GIVEN ENTRIES START

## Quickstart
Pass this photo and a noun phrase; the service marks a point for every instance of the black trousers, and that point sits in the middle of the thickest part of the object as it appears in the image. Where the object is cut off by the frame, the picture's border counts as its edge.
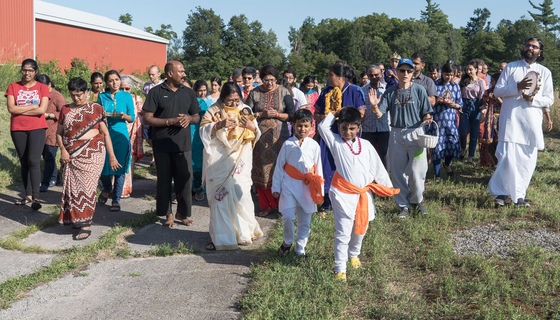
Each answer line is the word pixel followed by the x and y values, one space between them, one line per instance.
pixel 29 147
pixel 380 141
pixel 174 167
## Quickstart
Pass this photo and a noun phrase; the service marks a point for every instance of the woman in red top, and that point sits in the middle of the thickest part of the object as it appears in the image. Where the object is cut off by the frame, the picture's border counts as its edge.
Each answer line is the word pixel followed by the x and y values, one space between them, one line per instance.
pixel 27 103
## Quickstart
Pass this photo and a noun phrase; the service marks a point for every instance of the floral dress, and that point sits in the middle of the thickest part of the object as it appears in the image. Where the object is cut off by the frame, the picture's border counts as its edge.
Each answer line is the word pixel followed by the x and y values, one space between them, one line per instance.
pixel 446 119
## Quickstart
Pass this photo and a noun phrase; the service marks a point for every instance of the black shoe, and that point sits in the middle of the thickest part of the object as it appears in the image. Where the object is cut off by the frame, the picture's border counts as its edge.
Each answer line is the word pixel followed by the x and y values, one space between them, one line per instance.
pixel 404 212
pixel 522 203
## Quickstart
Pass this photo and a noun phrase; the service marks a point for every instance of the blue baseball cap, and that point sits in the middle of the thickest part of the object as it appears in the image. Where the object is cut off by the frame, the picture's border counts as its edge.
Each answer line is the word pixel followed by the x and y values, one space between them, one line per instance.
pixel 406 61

GIVEN ENTRIES END

WHAT YOU ARE ASKED TO DO
All lines from the one containing "of the blue" to the end of the data above are to be set down exactly; no others belong in the answer.

EXERCISE ANSWER
Pass this photo and a noun phrase; the service marks a point for every instance of the blue baseball cap, and that point sits in the middle of the thickest part of the object as it appears in the image. Where the object is cut off by the frame, the picture's border counts as its edge.
Each answer line is the word pixel followed by the x and y values, one space between them, one line per instance.
pixel 406 61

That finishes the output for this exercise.